Poursuivez le récit sur le berger Jean Devialle après la dernière phrase de l'extrait.

> **Extrait du texte**:
══════

Jeanne la Grosse, femme de Jacques Ménard, tisserand habitant Chastard en l’an de grâce 1544, trouvait à plusieurs reprises le berger Jean Devialle, blotti dans son étable. Elle crut qu’il se cachait là pour la voler, et. le chassa en lui défendant de mettre jamais les pieds dans sa maison. Le malheureux était bien loin d’en vouloir à son bien, il ne désirait que prendre la place des mâles dont manquait peut-être le bétail du tisserand.

Ce Jean Devialle était le plus pauvre parmi les pauvres du pays, il ne possédait rien, pas même une hutte qui fût à lui ni un bout de terre, ni un arbre, ni une bête si petite fût-elle.

Ses parents étaient morts il y avait longtemps, si longtemps qu’il ne se souvenait plus d’eux. Alors qu’il était encore un enfant on l’avait mis berger afin qu’il ne coutât plus à nourrir.

Il avait toujours été malheureux, d’autant plus qu’il n’éveillait aucune pitié ; il était laid, mal fait, les filles riaient de lui lorsqu’il passait, les garçons en faisaient leur souffre-douleur.

D’enfant il devint homme. Mais il n’embellit pas, au contraire, et n’étant toujours qu’un berger il ne s’enrichit pas.

Vivant avec les bêtes il les aimait, au moins elles étaient dociles à sa voix, meilleures pour lui que les hommes dont il ne recevait que des coups, n’entendait que des mauvaises paroles.

Lorsque l’âge vint où il commença à sentir en lui le travail mystérieux des désirs charnels, il regarda avec envie les gars qui, plus heureux que lui, s’en allaient avec leurs promises se promener dans les champs après la vesprée ou danser le dimanche sur la place de l’Eglise.

Il assistait à la vie des bêtes, par elles il connut les mystères de l’union sexuelle qu’il ne faisait que soupçonner.

Un moment vint où il fut incapable de maîtriser ses désirs, et quoiqu’il regardât les femmes avec concupiscence, il n’aurait pas osé penser à elles pour satisfaire ses désirs, il se sentait trop loin d’elles; plus près de lui, ces bonnes bêtes qu’il aimait étaient accessibles à ses désirs. Nul ne s’inquiétait de lui, il couchait dans une hutte près du troupeau, il pouvait sans être vu s’introduire la nuit dans une chaude étable. La chaumière des Ménard était non loin de là ; une nuit il s’enhardit, et comme un voleur ou un amoureux sans faire de bruit s’introduisit dans l’étable et après avoir consommé l’acte bestial, s’endormit. Plusieurs fois il recommença, tant et si bien qu’il fut surpris par la Jeanne qui n’était pas une commère commode mais qui était loin de soupçonner ce qu’il venait faire chez elle.

══════

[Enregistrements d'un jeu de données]
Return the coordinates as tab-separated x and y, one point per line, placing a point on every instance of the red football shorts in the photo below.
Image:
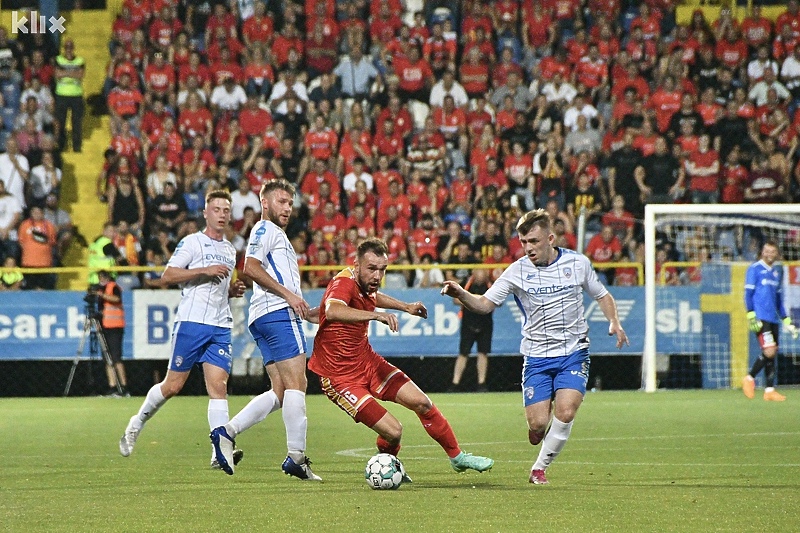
355	395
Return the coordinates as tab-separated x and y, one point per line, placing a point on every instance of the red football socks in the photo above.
439	429
385	447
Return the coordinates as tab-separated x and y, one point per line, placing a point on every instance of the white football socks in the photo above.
553	443
217	413
152	403
254	412
294	418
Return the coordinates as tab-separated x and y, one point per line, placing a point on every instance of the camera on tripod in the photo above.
92	302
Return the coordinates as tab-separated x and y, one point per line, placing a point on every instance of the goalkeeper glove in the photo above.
791	328
755	324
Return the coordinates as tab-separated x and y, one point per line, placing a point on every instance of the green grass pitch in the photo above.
670	461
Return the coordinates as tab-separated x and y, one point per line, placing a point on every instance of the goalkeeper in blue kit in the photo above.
763	297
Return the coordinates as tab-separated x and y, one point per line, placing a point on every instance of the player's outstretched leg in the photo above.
152	403
553	443
297	464
440	430
770	394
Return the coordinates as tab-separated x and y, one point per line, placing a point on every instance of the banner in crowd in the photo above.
50	325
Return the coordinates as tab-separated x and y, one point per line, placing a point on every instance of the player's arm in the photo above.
338	311
608	306
313	315
477	303
256	272
387	302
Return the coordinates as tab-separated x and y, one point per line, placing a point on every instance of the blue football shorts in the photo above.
543	376
279	335
194	343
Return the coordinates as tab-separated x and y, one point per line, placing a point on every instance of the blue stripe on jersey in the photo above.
274	267
521	310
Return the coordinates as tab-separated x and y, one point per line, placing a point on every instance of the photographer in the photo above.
109	306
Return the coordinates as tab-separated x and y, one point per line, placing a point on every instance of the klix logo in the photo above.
36	24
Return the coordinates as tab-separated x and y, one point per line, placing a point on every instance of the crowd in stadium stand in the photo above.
432	124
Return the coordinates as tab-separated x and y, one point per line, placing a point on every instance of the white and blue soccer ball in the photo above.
384	472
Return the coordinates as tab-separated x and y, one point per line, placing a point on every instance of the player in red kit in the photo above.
354	376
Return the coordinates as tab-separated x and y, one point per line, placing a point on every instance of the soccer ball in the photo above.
384	472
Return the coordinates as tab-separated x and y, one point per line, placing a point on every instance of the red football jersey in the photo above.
343	349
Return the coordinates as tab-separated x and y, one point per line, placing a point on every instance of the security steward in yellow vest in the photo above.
109	296
69	73
102	253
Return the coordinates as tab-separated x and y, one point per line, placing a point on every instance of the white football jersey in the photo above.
270	245
551	301
204	302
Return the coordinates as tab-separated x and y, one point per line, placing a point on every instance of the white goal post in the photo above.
784	215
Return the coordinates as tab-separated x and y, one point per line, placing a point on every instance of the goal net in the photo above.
696	332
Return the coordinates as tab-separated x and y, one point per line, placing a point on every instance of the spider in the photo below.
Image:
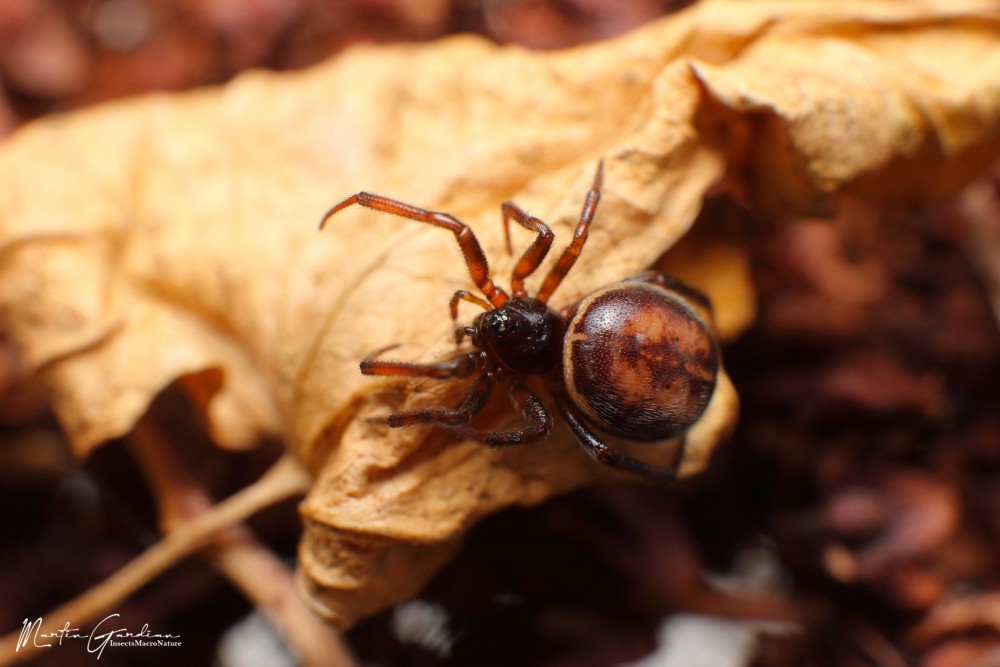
635	360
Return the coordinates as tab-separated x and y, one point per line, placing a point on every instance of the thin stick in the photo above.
283	480
262	577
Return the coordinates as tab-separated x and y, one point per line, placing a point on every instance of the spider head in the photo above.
524	335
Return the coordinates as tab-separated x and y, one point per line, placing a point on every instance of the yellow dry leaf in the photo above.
174	236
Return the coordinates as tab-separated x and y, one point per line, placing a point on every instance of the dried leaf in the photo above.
174	236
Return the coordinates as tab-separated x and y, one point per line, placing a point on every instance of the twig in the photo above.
283	480
262	577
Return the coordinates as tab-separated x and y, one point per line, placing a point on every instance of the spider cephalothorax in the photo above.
635	359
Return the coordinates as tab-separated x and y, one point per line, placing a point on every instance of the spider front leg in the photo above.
572	251
535	253
475	258
604	453
470	406
538	416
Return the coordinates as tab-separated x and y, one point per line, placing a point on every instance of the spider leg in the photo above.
675	285
535	253
538	416
461	366
462	295
475	258
470	406
572	251
604	453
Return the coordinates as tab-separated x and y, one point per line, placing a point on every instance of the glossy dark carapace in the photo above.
635	360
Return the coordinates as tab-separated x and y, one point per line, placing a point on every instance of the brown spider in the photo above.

══════

> **Réponse attendue**:
Ne pouvant plus y retourner, Devialle chercha un autre endroit pour satisfaire sa passion. Peu à peu dans le village on sut que ce vilain garçon à sa laideur, à sa bêtise, à sa misère ajoutait le plus grand des crimes: qu’il aimait charnellement les bêtes.

Le mercredi 22 novembre 1544, Jeanne la Grosse s’en fut déposer devant le juge de Chastard; là, elle rencontra des voisins qui ne lui laissèrent aucun doute sur les attirances que Jean Devialle avait eues longtemps pour son étable et du danger que la vertu de ses bêtes avait couru.

Voici les faits qui avaient amené Devialle devant le juge:

Le 11 août, Jean Carpin, laboureur, surprit Devialle «en copulation charnelle avec une génisse dans une étable à lui appartenant».

Le 23 août suivant, le chirurgien Joseph Valdatte le surprenait aussi «en copulation charnelle avec une chèvre noire». Le praticien le menaça d’une dénonciation, Devialle le supplia de n’en rien faire. Il n’était pas toujours d’humeur aussi conciliante et parfois supportait mal les reproches que lui valait son vice. Un de ses cousins germains, Hugues Minelle, gagne-denier qui connaissait sa détestable inclination, «lui ayant fait des remontrances» la veille de la Saint Denis, Devialle irrité «prit un gros bâton et le lança à toute volée mais manqua son coup».

Antoine Podelette, ouvrier en toile, connaissait aussi la «détestable passion» de Devialle et l’en avait aussi réprimandé, mais le malheureux lui avait avoué «qu’il n’en était pas le maître».

Dans l’interrogatoire qu’il subit le lundi 27 novembre à huit heures du matin, Devialle avoua son crime.

La sentence rendue le 3 décembre 1544 par le juge de Chastard et confirmée au Parlement de Paris par arrêt du 9 janvier 1545 le condamna à être pendu et étranglé.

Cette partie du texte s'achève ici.